## [SOURCE PASSAGE]
It's become so bad, some are talking about civil war.
A flare-up of Muslim-Christian violence in Egypt that left at least 15 people dead and more than 200 wounded has drawn warnings of civil war in this mainly Muslim nation.
For now, the prospect of such a conflict in Egypt remains far off, but last weekend's Muslim-Christian clashes were particularly worrying given their intensity, the late response of security forces and the ease with which an illicit love affair between a Muslim and a Christian unleashed forces of extremism from both sides.
The violence underlined the uncertainty among Egypt's new rulers, the military, over how to deal with sectarian tensions and the rising prominence of Salafis, ultraconservative Muslims who have increasingly targeted Christians and secular Muslims.
Ali Gomaa, Egypt's mufti, or chief Muslim theologian, warned this week of civil war, saying it could last for as long as 15 years and set back Egypt by five centuries. His warning, delivered at a news conference on Wednesday, was not the first of its kind by an Egyptian official, but Mr Gomaa was by far the most senior to raise the possibility of civil war as a result of sectarian tensions.
On the upside, the clashes, the latest in the increasingly frequent violence between followers of the two faiths, have prompted swift movement by the government to resolve two contentious issues at the root of Muslim-Christian tensions: a law to govern the construction of worship places for both religions and legislation to criminalise discrimination.
Both laws, the government says, would be issued within 30 days.
The violence also led to steps toward the resumption of services and activities in nearly 50 churches shut down by authorities over the years for being built or expanded without an official permit.
As in the aftermath of past incidents of sectarian violence, the Imbaba clashes have shown that harmony does exist between large numbers of Christians and Muslims brought together by their religious tolerance and contempt for extremism. Muslims and Christians staged joint demonstrations to denounce the violence, women wearing Islamic scarves attended memorial services for Christian victims and clerics from both sides publicly mourned together.
Naguib Saweris, a mega-rich Christian businessman who has recently been courting publicity, met with the Grand Imam of Al Azhar, Ahmed el-Tayeb, in a widely publicised visit. He said he wanted to let the grand sheikh know that he should feel free to speak for Egypt's Christians just as he does for the country's Muslim majority.

## [WHAT IS BEING ASKED]
Translate into French the following sentence from the passage on sectarian violence in Egypt: "Both laws, the government says, would be issued within 30 days."

## [EXTRACTED RECORDS]

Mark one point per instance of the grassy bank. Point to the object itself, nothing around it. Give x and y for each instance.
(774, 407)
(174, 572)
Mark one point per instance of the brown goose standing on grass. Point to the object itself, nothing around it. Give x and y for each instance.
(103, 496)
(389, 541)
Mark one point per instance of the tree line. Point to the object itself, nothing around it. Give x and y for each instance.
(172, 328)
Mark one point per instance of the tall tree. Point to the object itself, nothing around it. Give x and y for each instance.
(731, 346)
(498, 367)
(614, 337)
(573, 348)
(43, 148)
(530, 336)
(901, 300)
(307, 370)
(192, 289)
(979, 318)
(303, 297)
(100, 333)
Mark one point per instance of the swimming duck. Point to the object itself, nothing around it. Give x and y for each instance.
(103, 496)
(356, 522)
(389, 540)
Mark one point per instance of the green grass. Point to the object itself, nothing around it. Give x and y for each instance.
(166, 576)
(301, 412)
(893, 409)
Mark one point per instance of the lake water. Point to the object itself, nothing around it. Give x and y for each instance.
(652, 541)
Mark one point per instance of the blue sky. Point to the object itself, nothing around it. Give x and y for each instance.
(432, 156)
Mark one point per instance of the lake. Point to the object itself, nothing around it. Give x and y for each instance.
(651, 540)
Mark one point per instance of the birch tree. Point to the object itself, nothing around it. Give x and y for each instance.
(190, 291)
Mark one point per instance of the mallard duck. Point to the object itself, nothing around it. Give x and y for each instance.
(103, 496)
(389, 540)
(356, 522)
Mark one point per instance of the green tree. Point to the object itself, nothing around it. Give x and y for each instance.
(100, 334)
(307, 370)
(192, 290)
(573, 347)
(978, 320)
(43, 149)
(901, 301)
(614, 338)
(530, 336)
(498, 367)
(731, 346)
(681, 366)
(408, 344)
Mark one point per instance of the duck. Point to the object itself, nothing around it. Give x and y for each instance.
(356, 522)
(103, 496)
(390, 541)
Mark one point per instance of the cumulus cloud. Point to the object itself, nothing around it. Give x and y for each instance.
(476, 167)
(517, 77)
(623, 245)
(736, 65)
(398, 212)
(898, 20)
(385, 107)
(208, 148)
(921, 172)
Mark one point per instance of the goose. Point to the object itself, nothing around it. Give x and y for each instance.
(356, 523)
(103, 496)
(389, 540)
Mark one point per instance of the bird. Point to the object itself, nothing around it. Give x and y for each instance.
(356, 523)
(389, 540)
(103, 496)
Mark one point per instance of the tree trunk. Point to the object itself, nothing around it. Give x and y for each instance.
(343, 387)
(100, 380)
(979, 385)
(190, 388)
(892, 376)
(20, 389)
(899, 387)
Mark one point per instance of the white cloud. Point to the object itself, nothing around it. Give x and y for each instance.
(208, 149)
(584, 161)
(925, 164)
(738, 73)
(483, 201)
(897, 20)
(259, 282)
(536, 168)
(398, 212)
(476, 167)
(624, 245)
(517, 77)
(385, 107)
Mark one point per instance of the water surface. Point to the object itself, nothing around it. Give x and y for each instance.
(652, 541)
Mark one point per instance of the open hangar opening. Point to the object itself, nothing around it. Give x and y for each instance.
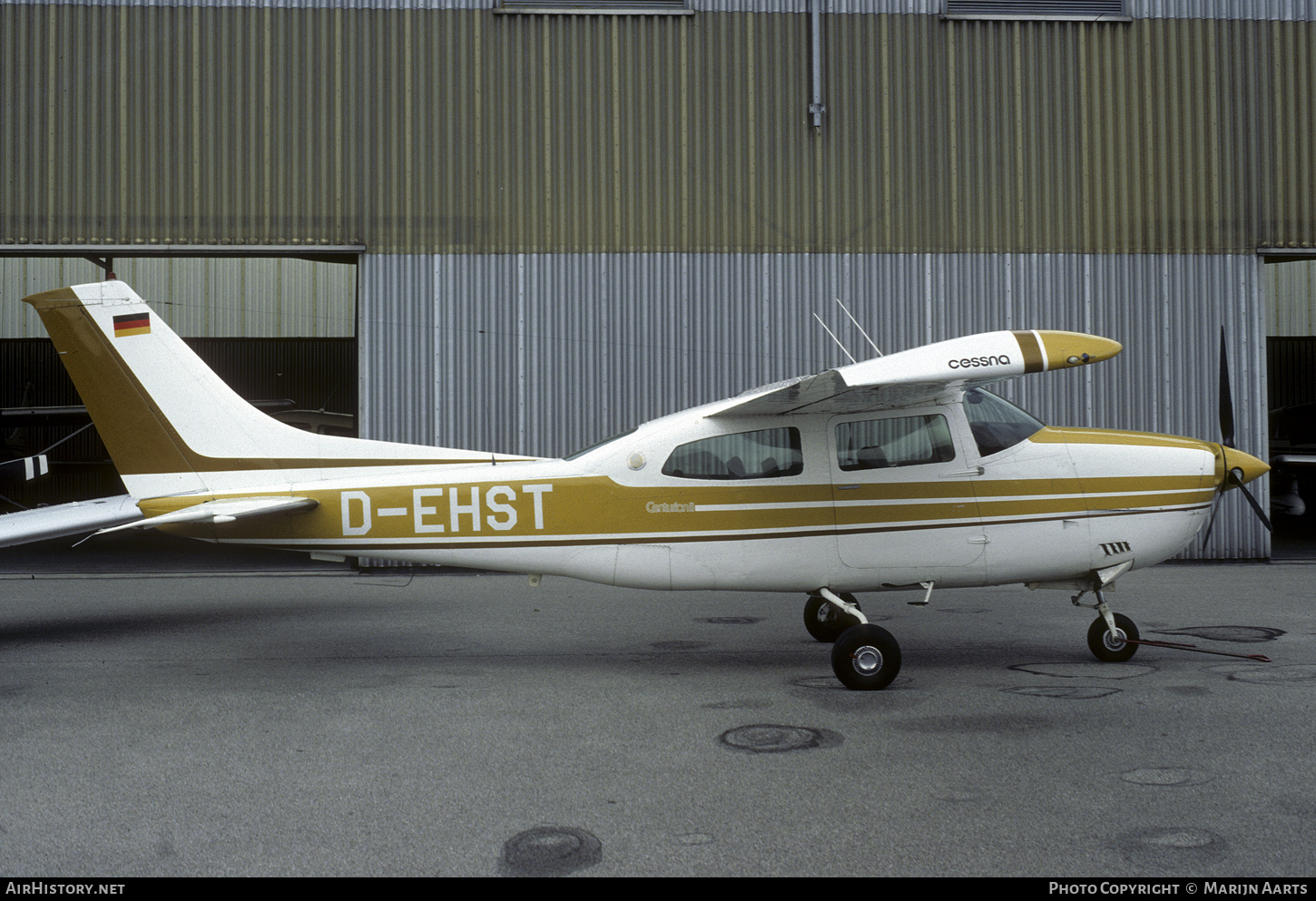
(280, 329)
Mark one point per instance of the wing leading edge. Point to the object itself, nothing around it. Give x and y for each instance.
(923, 375)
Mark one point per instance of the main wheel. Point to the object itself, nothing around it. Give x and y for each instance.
(866, 658)
(1112, 647)
(824, 620)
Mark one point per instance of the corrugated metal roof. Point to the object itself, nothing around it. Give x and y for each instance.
(207, 298)
(547, 353)
(1261, 9)
(473, 133)
(1290, 289)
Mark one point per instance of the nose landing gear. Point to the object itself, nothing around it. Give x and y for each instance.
(863, 657)
(1112, 637)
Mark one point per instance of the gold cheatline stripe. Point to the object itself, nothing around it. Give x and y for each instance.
(418, 544)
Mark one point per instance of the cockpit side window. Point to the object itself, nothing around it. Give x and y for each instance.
(897, 441)
(763, 454)
(997, 424)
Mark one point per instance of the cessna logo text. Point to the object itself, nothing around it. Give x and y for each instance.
(968, 362)
(450, 509)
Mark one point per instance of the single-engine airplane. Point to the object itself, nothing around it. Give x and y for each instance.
(897, 473)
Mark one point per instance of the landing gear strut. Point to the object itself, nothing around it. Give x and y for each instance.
(825, 620)
(863, 657)
(1112, 637)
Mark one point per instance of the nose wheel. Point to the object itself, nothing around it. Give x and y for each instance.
(866, 658)
(1111, 646)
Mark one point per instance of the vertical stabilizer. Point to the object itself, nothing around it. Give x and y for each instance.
(174, 426)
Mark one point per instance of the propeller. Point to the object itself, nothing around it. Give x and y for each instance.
(1233, 476)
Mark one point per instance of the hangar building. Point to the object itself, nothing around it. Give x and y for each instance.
(535, 222)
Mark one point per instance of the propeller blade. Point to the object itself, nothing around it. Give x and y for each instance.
(1225, 395)
(1256, 506)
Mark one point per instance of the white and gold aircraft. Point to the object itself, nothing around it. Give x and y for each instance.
(898, 473)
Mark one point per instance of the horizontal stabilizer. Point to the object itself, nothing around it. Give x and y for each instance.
(24, 468)
(66, 520)
(222, 511)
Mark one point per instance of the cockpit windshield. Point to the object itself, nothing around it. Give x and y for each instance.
(997, 424)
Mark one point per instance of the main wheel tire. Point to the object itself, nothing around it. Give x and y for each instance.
(824, 620)
(1112, 649)
(866, 658)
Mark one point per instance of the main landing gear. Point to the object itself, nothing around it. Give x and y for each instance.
(863, 657)
(1112, 637)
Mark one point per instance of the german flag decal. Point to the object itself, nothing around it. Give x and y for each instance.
(131, 324)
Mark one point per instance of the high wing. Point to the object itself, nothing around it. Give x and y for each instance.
(924, 375)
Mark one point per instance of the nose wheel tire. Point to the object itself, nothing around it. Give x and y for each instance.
(1112, 647)
(824, 620)
(866, 658)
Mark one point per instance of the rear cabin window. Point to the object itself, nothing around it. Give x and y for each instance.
(903, 441)
(765, 454)
(997, 424)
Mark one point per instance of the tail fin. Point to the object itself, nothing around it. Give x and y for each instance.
(174, 426)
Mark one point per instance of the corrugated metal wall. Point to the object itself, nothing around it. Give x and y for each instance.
(219, 298)
(1265, 9)
(544, 354)
(466, 132)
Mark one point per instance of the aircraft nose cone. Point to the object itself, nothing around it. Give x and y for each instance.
(1249, 465)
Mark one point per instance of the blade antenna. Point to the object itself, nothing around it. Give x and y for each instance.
(1225, 395)
(871, 342)
(835, 338)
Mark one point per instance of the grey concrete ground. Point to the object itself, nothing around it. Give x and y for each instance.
(471, 725)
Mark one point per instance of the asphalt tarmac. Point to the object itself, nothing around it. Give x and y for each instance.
(470, 725)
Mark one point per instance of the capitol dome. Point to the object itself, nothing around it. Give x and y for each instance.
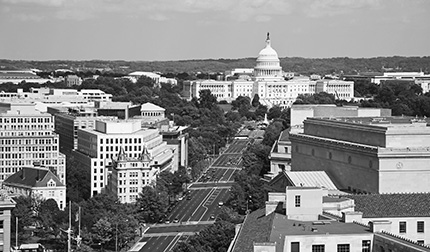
(268, 63)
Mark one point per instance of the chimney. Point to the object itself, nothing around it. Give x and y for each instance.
(380, 225)
(349, 217)
(271, 207)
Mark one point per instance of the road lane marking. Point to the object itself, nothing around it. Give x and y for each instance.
(173, 242)
(204, 200)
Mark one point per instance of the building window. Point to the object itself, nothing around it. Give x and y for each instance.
(365, 246)
(420, 226)
(297, 201)
(318, 248)
(402, 227)
(295, 247)
(342, 247)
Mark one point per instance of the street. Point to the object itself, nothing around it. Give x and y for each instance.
(199, 207)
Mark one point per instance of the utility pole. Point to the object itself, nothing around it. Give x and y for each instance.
(79, 239)
(116, 236)
(69, 230)
(16, 232)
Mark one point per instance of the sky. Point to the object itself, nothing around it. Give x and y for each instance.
(159, 30)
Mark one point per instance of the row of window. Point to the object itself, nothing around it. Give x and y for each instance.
(28, 148)
(120, 140)
(28, 141)
(32, 133)
(25, 120)
(27, 155)
(365, 247)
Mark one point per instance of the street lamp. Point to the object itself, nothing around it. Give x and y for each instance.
(247, 204)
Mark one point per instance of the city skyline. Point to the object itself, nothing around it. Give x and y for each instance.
(182, 30)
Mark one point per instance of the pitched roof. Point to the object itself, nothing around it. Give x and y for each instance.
(285, 135)
(392, 205)
(32, 177)
(151, 107)
(256, 228)
(311, 178)
(275, 227)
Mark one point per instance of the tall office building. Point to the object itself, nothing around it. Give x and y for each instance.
(98, 148)
(6, 206)
(26, 138)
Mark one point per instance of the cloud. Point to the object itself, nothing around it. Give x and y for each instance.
(320, 8)
(239, 10)
(54, 3)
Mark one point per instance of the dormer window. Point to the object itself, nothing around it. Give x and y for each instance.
(51, 183)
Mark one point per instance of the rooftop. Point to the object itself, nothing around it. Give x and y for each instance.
(311, 178)
(256, 228)
(32, 177)
(392, 205)
(383, 121)
(259, 228)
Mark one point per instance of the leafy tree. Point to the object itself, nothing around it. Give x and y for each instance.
(102, 231)
(207, 99)
(274, 112)
(151, 206)
(247, 193)
(272, 133)
(256, 101)
(216, 237)
(78, 180)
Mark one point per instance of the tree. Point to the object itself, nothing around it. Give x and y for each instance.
(102, 231)
(151, 206)
(256, 101)
(274, 112)
(216, 237)
(272, 133)
(78, 180)
(207, 99)
(48, 218)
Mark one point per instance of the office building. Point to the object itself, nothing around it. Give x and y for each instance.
(296, 220)
(37, 182)
(366, 154)
(99, 147)
(6, 206)
(27, 137)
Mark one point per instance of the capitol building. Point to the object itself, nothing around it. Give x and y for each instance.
(273, 86)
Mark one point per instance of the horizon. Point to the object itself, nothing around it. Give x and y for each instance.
(208, 59)
(179, 30)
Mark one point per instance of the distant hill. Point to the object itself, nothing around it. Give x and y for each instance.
(299, 65)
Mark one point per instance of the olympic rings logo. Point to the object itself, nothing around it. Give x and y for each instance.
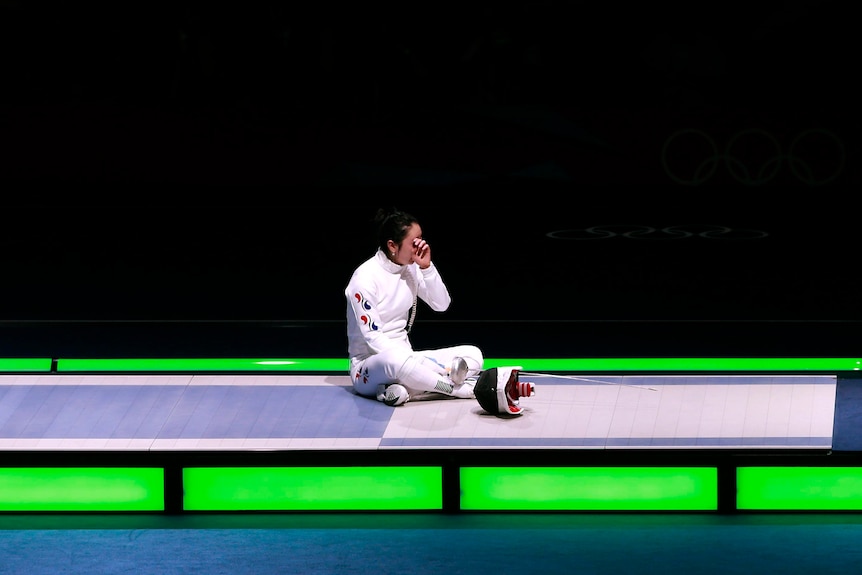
(637, 232)
(755, 175)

## [RIGHT ANSWER]
Les deux lois, affirme le gouvernement, seraient promulguées dans un délai de 30 jours.